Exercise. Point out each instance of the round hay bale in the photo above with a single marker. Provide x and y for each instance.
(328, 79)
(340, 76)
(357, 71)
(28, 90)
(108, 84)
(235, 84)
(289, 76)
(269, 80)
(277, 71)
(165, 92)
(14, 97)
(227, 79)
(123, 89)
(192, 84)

══════

EXERCISE INSTRUCTIONS:
Your task is to transcribe the material, which must come out exactly as written.

FINAL ANSWER:
Exercise. Point out each instance of the round hay bale in the photo above with a single marker. Provide x and y for each instance.
(328, 79)
(340, 76)
(357, 71)
(28, 90)
(108, 84)
(235, 84)
(289, 76)
(269, 80)
(277, 71)
(165, 92)
(14, 97)
(227, 79)
(123, 89)
(192, 84)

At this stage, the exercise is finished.